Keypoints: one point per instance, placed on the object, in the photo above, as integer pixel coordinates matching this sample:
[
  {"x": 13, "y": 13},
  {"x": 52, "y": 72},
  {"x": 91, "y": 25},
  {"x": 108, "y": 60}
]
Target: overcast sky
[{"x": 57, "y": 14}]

* [Instructions to follow] Copy out every line of the rows above verbatim, with no changes.

* [Full answer]
Keypoints: one point per instance, placed on the object, in the photo above, as integer pixel coordinates matching this sample:
[
  {"x": 13, "y": 13},
  {"x": 52, "y": 72},
  {"x": 91, "y": 25},
  {"x": 108, "y": 60}
]
Target: overcast sky
[{"x": 57, "y": 14}]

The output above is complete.